- **SUPPLIED RECORDS**:

╔══

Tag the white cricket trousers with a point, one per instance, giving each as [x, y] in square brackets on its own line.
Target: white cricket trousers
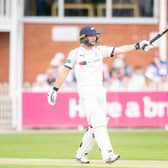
[93, 102]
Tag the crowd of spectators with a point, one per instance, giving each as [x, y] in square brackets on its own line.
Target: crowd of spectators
[44, 7]
[120, 77]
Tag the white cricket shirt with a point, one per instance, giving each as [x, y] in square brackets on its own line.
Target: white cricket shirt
[88, 64]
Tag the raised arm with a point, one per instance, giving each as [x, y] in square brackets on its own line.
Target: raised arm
[52, 94]
[143, 45]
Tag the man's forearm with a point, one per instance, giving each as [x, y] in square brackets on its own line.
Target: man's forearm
[124, 49]
[62, 76]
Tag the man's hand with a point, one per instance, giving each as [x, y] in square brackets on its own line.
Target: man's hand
[144, 45]
[52, 95]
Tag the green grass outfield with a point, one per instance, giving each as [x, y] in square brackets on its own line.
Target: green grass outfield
[131, 145]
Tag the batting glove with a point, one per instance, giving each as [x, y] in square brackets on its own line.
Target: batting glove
[144, 45]
[52, 95]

╚══

- **PROBLEM DETAILS**:
Extract every item above line for line, without changing a word, and leave the pictures out.

- **ANSWER TO THE TASK**:
Tag the white cricket trousers with a point, one per instance, giving each as [x, y] in square brackets on its own line.
Target: white cricket trousers
[93, 102]
Tag the crowd of spectators with a point, one per instance, giving each as [x, y] in square brackets on its own line.
Target: crowd of spectators
[44, 7]
[120, 77]
Tag the white cricket shirt with a point, one per instance, giving each as [x, y] in square brackets on its own line.
Target: white cricket shirt
[88, 64]
Tag the raised arm with a point, one per instance, giving each as [x, y] in square brackets on its own line.
Target: raised arm
[52, 94]
[143, 45]
Tag the man's forearm with a point, one per instance, giving each as [x, y] in square brackets on its own line.
Target: man's forearm
[124, 49]
[62, 76]
Tag the man's hand with a point, one per instance, giving each as [x, y] in square brackets on its own line.
Target: man's hand
[144, 45]
[52, 95]
Tag the green grass outfield with a point, one per instance, giving each as [x, y] in square brackets on its own line.
Target: green grass outfield
[131, 145]
Tag the batting glove with a point, one per instance, giving each as [x, y] in square brackets on its own line.
Target: batting glove
[144, 45]
[52, 95]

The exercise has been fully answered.